[REQUIRED WORK] The response should repeat word for word every line below from the one with "Target: round ceiling light fixture" to the one with "Target: flush mount ceiling light", inclusive, and nothing else; leave pictures out.

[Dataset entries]
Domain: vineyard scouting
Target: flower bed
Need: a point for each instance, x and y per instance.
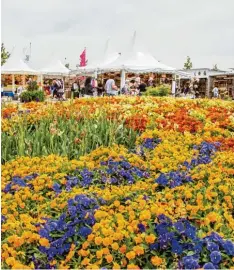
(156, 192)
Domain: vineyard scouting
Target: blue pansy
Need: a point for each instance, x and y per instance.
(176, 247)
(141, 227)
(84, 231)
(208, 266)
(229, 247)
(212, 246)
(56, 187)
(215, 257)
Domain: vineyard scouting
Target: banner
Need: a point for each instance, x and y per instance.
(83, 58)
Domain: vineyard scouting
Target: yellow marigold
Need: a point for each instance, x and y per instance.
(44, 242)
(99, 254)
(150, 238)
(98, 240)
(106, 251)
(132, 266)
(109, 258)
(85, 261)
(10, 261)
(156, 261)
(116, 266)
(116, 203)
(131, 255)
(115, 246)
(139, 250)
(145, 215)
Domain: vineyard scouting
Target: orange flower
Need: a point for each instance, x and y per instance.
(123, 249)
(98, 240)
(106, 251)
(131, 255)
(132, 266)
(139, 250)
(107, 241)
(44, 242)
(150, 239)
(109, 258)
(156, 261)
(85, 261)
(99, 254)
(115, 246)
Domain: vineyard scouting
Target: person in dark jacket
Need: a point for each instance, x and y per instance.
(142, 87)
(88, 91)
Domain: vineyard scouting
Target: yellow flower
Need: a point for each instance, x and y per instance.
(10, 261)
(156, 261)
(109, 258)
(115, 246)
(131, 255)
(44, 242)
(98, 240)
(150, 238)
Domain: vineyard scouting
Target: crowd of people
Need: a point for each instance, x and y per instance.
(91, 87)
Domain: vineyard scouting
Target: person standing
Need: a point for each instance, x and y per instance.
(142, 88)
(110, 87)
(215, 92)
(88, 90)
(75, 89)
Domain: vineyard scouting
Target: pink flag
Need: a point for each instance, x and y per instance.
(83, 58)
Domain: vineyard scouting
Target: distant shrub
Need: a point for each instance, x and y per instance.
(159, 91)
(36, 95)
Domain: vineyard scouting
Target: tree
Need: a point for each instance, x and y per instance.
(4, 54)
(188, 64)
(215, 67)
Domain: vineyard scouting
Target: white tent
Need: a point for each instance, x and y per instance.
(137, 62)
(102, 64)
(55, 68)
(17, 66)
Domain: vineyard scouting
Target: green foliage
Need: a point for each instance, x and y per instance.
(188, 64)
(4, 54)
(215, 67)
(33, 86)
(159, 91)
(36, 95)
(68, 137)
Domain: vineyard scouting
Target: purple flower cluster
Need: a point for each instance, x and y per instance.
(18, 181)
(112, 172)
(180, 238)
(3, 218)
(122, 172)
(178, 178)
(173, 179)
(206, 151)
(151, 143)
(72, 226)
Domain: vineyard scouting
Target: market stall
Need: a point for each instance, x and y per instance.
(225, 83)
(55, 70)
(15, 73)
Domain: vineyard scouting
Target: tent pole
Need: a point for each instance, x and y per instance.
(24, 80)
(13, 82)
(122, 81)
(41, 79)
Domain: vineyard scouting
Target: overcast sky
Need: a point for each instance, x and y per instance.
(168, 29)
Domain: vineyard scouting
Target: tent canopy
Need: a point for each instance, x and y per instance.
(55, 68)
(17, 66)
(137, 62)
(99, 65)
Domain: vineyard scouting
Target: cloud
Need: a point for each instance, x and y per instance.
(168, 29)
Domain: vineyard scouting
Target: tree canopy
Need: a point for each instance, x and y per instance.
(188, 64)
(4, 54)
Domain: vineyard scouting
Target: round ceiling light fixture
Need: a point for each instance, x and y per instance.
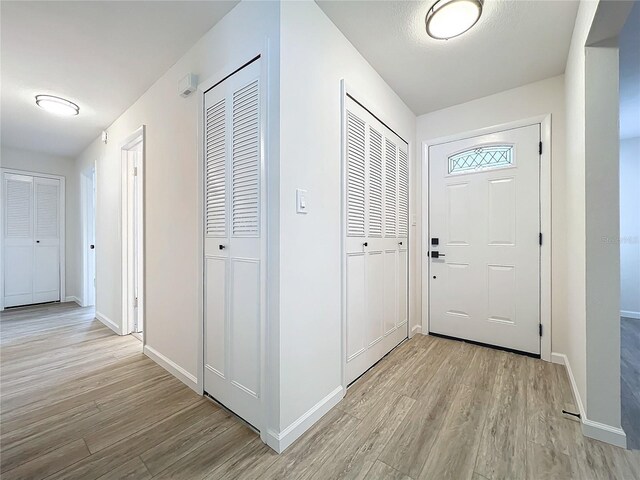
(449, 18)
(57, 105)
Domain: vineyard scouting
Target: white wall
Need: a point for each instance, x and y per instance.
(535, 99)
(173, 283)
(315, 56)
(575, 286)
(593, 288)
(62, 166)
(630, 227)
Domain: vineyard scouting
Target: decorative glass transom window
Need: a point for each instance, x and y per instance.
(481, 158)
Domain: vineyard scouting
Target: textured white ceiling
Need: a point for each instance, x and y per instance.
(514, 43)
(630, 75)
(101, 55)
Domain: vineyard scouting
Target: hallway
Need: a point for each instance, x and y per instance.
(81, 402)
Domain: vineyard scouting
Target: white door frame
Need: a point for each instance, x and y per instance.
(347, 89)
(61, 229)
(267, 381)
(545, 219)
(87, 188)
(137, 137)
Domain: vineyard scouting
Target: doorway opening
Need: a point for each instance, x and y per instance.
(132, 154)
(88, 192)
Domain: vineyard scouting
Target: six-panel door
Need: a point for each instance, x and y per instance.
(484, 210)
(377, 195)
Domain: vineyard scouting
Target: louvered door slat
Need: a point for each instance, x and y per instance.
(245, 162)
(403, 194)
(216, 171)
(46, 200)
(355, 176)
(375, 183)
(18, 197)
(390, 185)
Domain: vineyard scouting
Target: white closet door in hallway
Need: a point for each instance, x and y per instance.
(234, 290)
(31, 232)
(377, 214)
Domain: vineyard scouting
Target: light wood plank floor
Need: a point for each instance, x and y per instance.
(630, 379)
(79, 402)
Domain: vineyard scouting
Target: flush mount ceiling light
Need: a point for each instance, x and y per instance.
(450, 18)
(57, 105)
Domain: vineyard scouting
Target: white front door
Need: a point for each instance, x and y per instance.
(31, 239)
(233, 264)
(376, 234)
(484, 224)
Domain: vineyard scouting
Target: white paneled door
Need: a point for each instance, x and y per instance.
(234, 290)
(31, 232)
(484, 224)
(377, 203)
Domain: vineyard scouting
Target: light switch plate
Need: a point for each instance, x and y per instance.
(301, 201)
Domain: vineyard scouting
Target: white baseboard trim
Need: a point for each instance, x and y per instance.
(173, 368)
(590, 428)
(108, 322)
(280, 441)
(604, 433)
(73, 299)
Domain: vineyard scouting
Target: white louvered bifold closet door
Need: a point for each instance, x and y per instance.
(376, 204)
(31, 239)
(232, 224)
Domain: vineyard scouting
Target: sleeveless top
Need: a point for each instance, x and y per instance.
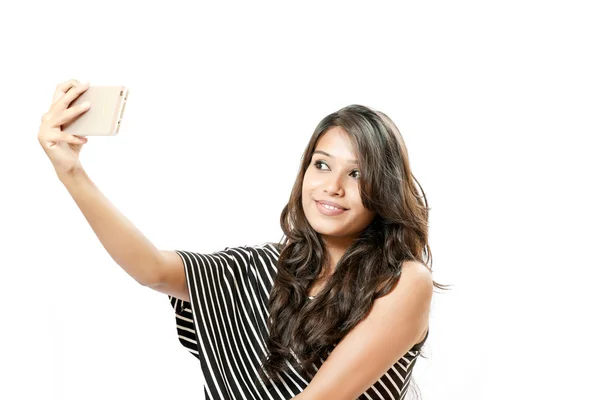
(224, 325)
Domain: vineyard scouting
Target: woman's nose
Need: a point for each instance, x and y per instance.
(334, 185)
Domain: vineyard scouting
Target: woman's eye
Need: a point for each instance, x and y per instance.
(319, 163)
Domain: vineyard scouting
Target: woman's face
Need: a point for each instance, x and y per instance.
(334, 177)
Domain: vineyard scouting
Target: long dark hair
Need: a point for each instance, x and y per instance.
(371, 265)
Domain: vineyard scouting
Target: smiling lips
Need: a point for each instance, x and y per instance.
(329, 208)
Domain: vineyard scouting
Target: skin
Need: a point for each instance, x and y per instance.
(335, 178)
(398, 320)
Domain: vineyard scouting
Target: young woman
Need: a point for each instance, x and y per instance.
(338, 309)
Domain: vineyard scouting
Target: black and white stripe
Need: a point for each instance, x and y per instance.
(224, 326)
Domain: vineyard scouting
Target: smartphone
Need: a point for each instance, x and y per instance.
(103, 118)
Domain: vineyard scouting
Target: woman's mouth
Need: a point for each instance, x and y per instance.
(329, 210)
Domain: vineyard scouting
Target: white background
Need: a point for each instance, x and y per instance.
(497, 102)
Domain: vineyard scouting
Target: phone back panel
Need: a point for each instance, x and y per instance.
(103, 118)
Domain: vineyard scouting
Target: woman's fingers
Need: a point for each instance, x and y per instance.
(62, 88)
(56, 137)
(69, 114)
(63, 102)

[YOUR SOLUTION]
Target: round ceiling light fixture
Need: a point for each instance, x and y per instance.
(449, 18)
(57, 105)
Domain: vineyard scouting
Target: white wall
Need: a point for each instance, x and y per instance.
(535, 99)
(173, 283)
(315, 56)
(575, 286)
(593, 288)
(62, 166)
(630, 227)
Domain: vineyard scouting
Target: decorative glass transom window
Need: a point for each instance, x and y per instance.
(481, 158)
Domain: vineyard scouting
Target: textured white ceiling
Need: a point for each instance, x and y per instance.
(514, 43)
(630, 75)
(101, 55)
Domain: vineyard scouting
Target: hallway
Need: a point for each instance, x and y per instance.
(81, 402)
Domain: vineyard scouting
Target: white door frame
Need: a point for each instance, x and y per instance.
(347, 89)
(61, 229)
(267, 381)
(545, 219)
(87, 188)
(137, 137)
Domain: vineyard scouting
Target: doorway opening
Need: a point for each instance, x and y per instance.
(132, 154)
(88, 192)
Domain: vineyard scouting
Target: six-panel door
Need: a point for each instance, x and y per instance.
(484, 210)
(377, 195)
Domain: vineyard scouting
Target: louvered door slat
Need: a point for each instance, x and y per instance.
(245, 162)
(403, 194)
(216, 171)
(46, 200)
(355, 176)
(375, 183)
(18, 197)
(390, 185)
Domain: vineyard scouting
Target: white closet door in hallway
Need: a point for each instance, x and y per instance.
(234, 290)
(31, 232)
(377, 214)
Domain: vineyard scouting
Target: light wood plank floor
Need: a point for each instance, x and y per instance.
(630, 379)
(79, 402)
Domain: vineyard scouting
Target: flush mount ceiling light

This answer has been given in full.